§ Provided text
## Start

Molly Pittman: The longer you run these ads and the more people that see your videos or click your links or convert. Facebook’s going to get smarter, so they can really put your ads in front of the ideal customer.

 

 

Keith Krance: What I love about the videos, I think you’re going to talk about this, too, is when you’re using this kind of video, there’s always going to be a small percentage of people, especially when you’re using big audiences, that you can build that relationship and get them to take action all in one video. It’s like taking somebody to a content, let them consume, and then retargeting them. With video, there’s going to be a small percentage of people who will actually take action because you did a good job of making the right type of video. Then there’s going to be another 90%-95% of people that won’t, but then you’ve got systems in place for that.

 

 

Ezra Firestone: Exactly. The last time we talked about amplifying a presell engagement page, and then people would either click through or not click through to whatever our offer sequence was. In our case, we actually go from a presell engagement page to an ecommerce category page where you then have to choose a product you want to look at, which would take you to a product offer and then to the shopping cart and then to the checkout, et cetera. Now, what we’re doing is instead of just having an image ad that links to our presell page, we run a video ad. Our video ads are between four and six minutes long. Now, if someone watches under 50% of that video ad, so if they’re in the 50% or under group and they never click off of Facebook, so they consume under 50% of our video, let’s say 25% or 50%. We don’t actually retarget people who consumed under 25% because they weren’t interested enough.

 

 

  If you consumed between 25% and 50% or 50% up to 75%, we are retargeting you with more content. We’re not sending you an offer. We’re either retargeting you with a link to the presell page or a different video ad. We’ve got another piece of content that you will see if you consumed 25% or 50%. Now if you consumed 75% to 95% of our video, which is like four-and-a-half-minutes long, then we’re going to retarget you with a direct link to our offer. We’re going to skip the presell engagement page. Now, anyone who watches the video on Facebook and clicks the link from that ad will go to the presell engagement page whether they watched 25%, 50%, 75%, whatever. When we initially show the video ad, it’s linking to a presell engagement article. Right?

## End

§ Listed entries

## Start

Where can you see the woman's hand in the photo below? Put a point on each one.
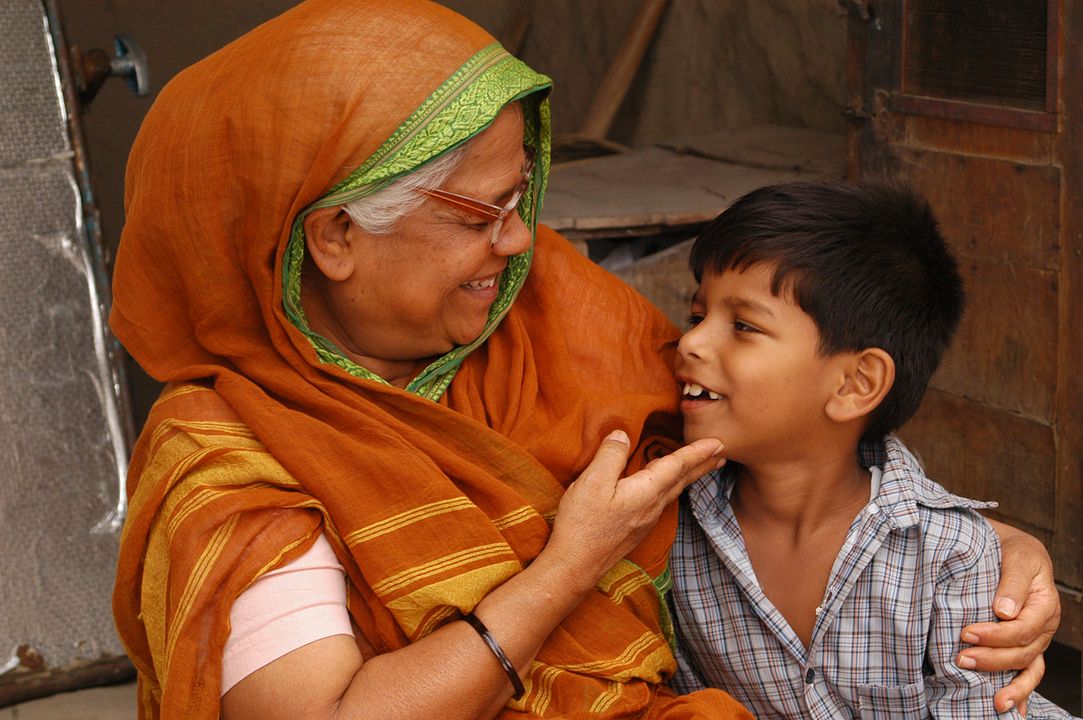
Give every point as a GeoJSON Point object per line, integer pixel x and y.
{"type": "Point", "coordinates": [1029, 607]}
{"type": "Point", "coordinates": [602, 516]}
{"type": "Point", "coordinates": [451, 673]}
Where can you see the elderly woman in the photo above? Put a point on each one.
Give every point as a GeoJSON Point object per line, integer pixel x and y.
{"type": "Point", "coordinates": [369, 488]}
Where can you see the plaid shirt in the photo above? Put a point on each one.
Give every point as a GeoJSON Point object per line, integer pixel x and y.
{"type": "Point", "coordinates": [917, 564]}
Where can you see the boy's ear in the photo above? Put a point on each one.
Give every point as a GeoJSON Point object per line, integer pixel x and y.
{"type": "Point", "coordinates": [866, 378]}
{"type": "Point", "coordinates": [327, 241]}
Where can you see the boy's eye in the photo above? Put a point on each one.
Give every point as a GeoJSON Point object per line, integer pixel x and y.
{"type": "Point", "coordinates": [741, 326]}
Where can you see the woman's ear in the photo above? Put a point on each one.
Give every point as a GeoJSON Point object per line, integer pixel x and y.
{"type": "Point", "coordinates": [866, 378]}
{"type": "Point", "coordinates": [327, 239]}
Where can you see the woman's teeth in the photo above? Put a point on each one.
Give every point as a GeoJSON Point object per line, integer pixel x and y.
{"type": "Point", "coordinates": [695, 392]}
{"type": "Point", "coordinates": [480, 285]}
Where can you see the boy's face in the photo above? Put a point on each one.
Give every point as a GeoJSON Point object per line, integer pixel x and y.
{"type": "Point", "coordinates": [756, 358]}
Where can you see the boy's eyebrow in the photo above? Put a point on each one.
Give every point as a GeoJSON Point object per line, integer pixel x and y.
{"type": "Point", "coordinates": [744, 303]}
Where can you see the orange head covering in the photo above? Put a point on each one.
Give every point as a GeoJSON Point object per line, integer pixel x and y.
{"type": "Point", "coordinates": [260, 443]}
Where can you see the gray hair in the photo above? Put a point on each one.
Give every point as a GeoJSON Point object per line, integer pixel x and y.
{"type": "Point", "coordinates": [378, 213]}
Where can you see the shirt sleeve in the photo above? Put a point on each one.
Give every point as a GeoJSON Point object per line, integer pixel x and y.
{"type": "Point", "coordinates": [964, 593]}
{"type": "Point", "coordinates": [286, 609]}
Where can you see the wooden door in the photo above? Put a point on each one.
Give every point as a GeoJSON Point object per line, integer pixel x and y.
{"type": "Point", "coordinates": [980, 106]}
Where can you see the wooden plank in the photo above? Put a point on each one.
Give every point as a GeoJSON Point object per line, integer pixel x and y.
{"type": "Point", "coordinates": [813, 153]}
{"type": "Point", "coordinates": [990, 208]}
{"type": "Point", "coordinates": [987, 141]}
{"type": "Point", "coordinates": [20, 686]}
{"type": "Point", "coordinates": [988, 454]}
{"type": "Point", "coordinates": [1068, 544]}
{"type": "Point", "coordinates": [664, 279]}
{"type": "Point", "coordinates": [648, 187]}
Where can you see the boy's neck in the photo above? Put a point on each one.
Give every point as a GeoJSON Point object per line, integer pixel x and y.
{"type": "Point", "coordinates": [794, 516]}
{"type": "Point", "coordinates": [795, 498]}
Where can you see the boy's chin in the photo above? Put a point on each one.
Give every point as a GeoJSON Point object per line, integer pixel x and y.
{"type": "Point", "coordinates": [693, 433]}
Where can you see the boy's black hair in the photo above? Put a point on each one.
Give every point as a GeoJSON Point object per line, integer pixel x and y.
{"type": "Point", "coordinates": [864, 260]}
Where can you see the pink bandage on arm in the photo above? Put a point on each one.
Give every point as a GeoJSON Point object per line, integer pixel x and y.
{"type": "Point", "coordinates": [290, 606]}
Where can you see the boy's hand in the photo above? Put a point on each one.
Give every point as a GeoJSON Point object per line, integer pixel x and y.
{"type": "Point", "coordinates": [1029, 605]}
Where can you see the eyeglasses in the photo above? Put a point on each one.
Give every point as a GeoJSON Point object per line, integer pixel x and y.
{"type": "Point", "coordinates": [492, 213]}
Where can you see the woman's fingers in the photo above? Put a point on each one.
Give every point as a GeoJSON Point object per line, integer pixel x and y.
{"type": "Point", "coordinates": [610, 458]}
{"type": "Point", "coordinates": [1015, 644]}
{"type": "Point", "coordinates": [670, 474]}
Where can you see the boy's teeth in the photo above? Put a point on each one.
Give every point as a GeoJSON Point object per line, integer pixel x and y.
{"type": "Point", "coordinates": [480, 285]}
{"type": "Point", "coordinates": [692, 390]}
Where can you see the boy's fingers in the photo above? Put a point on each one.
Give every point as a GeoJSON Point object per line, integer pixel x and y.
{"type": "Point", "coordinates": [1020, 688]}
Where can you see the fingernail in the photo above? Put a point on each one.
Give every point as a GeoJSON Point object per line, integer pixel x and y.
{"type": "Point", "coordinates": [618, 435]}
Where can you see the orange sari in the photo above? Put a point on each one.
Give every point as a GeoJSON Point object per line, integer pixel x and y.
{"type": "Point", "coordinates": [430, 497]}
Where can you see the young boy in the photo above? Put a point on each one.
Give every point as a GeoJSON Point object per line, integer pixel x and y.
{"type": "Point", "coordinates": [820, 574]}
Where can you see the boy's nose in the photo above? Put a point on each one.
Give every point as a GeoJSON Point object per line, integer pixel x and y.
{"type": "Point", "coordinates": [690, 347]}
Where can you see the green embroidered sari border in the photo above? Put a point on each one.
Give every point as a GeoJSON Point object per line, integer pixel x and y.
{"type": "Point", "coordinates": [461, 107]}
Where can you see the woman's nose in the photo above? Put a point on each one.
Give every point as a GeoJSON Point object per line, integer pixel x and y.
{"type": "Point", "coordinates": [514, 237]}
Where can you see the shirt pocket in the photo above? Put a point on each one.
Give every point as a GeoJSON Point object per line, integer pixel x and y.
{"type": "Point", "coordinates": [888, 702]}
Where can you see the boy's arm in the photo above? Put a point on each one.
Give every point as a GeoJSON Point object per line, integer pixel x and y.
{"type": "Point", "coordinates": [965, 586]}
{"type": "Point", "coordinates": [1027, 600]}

## End

§ What this exercise asks
1/ Answer these questions from the conversation about video ads:
(a) How long are the video ads Ezra Firestone's team runs?
(b) According to Keith Krance, what share of people won't take action after a video?
(c) Which viewers get retargeted with a direct link to the offer?
2/ In the conversation about video ads, Ezra Firestone describes how a visitor moves from the presell engagement page through the ecommerce offer sequence. Name every step he gives, in order.
3/ Carry on the conversation about retargeting video ad viewers from its last line.

§ Task results
1/
(a) Between four and six minutes.
(b) 90%-95%.
(c) People who consumed 75% to 95% of the video.

2/
1. Presell engagement page
2. Ecommerce category page
3. Product offer
4. Shopping cart
5. Checkout

3/
 

 

Keith Krance: Okay. Got you.

 

 

Ezra Firestone: If you click through that video no matter how much of it you consume, if you’re actually taking action and clicking on the initial ad, you’re going to go to the presell page. However, if you consumed 75% or 95% of the video and do not click through, we retarget you later with a link to the offer page. We’re skipping the presell if you consumed over 75% of the video initially because we figure hey, you know enough about our brand.

 

 

Molly Pittman: You’re warmed up.

 

 

Ezra Firestone: You’re totally warm.

 

 

Keith Krance: Basically, if you’re running a video four to six minutes, which I love. If somebody watches but leaves at like three seconds, ten seconds, maybe 30 seconds, then basically they’re not getting retargeted with a separate video. They might get served the same one again. Right?

 

 

Ezra Firestone: Yeah. If they end up in another one of our top-level interest-based awareness ads.

 

 

Keith Krance: Right. Okay. Got you.

 

 

Ezra Firestone: There are a certain number of people who are not even going to see a retargeting ad. They didn’t even watch up to 25%. In order to see one of my retargeting ads, you have to actually see 25% of that video or more.

 

 

Keith Krance: Twenty-five percent to 50%, basically. If they don’t click through, they’re not going to get retargeted in an offer, but they’re going to get retargeted with another content video or maybe a link ad to a presell article.

 

 

Ezra Firestone: That’s right.

 

 

Keith Krance: Okay. Seventy-five percent or more, back to an actual offer.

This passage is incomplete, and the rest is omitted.